[Activity] Repeat the data below exactly. Include each line.

[Record extracts]
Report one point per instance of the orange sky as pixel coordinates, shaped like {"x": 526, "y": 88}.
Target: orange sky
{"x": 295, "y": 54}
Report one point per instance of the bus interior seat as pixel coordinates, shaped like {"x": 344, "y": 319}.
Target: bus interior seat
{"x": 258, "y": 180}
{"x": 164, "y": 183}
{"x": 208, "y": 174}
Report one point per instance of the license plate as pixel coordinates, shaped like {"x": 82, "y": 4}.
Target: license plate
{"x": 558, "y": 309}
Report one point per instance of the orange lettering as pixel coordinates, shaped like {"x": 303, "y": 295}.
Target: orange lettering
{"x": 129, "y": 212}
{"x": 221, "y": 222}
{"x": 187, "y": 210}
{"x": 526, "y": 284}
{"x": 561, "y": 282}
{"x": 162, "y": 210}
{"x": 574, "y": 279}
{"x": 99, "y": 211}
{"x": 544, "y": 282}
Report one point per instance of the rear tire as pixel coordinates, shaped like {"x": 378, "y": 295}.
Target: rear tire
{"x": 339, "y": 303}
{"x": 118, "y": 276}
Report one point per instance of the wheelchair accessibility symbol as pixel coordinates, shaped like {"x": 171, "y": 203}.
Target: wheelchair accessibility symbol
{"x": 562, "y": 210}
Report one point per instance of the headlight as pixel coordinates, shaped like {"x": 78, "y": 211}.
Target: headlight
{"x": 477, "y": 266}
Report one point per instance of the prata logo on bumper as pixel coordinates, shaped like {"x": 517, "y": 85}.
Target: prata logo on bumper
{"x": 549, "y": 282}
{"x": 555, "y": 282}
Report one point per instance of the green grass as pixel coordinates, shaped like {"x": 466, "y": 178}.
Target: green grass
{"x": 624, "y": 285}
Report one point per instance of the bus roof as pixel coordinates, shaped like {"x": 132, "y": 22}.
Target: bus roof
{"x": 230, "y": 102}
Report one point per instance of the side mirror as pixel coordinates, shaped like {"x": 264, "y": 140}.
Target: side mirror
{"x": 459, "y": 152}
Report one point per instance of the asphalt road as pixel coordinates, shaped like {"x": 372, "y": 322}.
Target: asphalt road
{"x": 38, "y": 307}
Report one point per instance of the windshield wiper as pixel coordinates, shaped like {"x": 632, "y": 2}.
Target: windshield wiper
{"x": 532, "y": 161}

[Completed exercise]
Report one point per instance of the orange sky as pixel coordinates, shaped like {"x": 526, "y": 88}.
Target: orange sky
{"x": 295, "y": 54}
Report one point per instance of the bus interior seat as pixel coordinates, shaped like {"x": 344, "y": 319}.
Target: bus interior seat
{"x": 258, "y": 180}
{"x": 164, "y": 183}
{"x": 208, "y": 174}
Report one point per instance of the license plate as pixel coordinates, shaped like {"x": 82, "y": 4}.
Target: license plate
{"x": 558, "y": 309}
Report one point per instance of the orange lettering as pixel coordinates, shaped like {"x": 303, "y": 295}.
Target: orange lettering
{"x": 129, "y": 212}
{"x": 221, "y": 222}
{"x": 187, "y": 210}
{"x": 526, "y": 284}
{"x": 561, "y": 282}
{"x": 162, "y": 210}
{"x": 574, "y": 279}
{"x": 99, "y": 211}
{"x": 544, "y": 282}
Report one point per instance of the rear tire as pixel coordinates, shaped like {"x": 378, "y": 295}.
Target: rear tire
{"x": 339, "y": 303}
{"x": 118, "y": 276}
Report one point per instance of the wheelchair accessibility symbol as pixel coordinates, shaped like {"x": 171, "y": 203}.
Target: wheelchair accessibility symbol
{"x": 562, "y": 210}
Report one point per instance of the headlight as pixel coordinates, shaped like {"x": 78, "y": 211}.
Target: headlight
{"x": 477, "y": 266}
Report one point per instance of the prata logo on bumper as pixel coordinates, shaped like {"x": 517, "y": 85}.
Target: prata logo on bumper
{"x": 549, "y": 282}
{"x": 555, "y": 282}
Report one point per instance of the green grass as pixel coordinates, shaped like {"x": 466, "y": 178}.
Target: green grass
{"x": 624, "y": 285}
Report one point per instance of the bus roof as pixel coordinates, shaped like {"x": 132, "y": 22}.
Target: bus roof
{"x": 230, "y": 102}
Report one point per instance of the side mirror as pixel coordinates, shaped like {"x": 264, "y": 140}.
Target: side mirror
{"x": 459, "y": 152}
Report one point per instance of the asphalt road as pixel coordinates, shaped like {"x": 372, "y": 322}.
Target: asphalt road
{"x": 38, "y": 307}
Report one point per instance of the windshield wiper as pixel coordinates, shaped like {"x": 632, "y": 2}.
Target: windshield wiper
{"x": 532, "y": 161}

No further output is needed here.